In the data below, find every line with the word "face" and copy it out.

Given information -
╭──

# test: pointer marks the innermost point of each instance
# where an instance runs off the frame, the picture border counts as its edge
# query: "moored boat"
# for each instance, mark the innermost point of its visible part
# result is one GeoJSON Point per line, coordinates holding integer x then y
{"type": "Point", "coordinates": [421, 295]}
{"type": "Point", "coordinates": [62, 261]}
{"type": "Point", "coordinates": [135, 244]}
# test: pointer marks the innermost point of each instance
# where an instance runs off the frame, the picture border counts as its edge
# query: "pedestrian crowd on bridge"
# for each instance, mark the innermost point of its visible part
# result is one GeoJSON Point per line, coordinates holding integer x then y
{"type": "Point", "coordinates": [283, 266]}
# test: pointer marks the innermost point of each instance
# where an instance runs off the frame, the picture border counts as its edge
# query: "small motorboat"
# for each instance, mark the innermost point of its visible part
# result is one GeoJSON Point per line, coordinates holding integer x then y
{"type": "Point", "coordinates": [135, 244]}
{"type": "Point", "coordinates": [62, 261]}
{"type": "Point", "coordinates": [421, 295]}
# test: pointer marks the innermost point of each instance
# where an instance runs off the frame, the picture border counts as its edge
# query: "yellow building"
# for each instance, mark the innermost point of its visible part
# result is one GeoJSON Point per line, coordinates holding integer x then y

╰──
╭──

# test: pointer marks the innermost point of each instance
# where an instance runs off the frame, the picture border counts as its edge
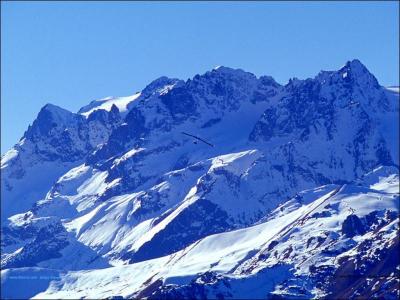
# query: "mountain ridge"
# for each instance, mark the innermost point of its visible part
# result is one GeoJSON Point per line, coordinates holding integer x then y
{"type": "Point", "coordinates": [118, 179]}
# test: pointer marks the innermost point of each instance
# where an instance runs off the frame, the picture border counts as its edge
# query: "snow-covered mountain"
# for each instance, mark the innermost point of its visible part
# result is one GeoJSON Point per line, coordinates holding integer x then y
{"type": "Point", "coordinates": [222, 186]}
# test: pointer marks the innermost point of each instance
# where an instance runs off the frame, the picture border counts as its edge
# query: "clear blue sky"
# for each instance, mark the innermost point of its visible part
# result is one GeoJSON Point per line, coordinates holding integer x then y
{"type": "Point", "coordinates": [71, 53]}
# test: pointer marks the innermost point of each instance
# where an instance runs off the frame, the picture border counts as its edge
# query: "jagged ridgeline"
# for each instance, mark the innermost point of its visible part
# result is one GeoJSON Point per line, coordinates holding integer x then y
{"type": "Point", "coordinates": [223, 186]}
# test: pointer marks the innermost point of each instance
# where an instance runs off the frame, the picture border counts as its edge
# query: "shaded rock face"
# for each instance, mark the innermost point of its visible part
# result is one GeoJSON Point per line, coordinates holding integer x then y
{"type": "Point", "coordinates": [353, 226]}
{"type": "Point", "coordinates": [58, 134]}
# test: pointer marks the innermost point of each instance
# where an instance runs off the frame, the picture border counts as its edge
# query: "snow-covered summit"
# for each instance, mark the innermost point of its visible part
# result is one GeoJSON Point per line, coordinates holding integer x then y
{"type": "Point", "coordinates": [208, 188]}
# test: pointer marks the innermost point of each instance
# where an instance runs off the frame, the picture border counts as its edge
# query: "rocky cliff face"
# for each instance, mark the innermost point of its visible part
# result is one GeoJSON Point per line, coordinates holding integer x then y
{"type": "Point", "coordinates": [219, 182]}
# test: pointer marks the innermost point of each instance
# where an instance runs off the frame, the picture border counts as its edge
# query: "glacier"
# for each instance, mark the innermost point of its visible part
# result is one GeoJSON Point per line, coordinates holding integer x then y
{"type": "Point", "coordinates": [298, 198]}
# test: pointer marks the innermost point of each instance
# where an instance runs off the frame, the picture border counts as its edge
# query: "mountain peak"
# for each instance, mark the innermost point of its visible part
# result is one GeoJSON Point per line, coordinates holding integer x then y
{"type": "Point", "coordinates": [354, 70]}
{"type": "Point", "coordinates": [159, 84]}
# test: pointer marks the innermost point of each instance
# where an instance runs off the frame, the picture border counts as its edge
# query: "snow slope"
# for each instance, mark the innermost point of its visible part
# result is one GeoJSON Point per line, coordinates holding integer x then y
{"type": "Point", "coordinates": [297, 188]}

╰──
╭──

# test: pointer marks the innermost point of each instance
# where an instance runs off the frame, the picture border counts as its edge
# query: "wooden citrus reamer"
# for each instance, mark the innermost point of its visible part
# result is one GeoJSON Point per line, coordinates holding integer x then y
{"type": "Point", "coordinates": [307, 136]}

╰──

Result of the exercise -
# query: "shaded rock face"
# query: "rocky cliff face"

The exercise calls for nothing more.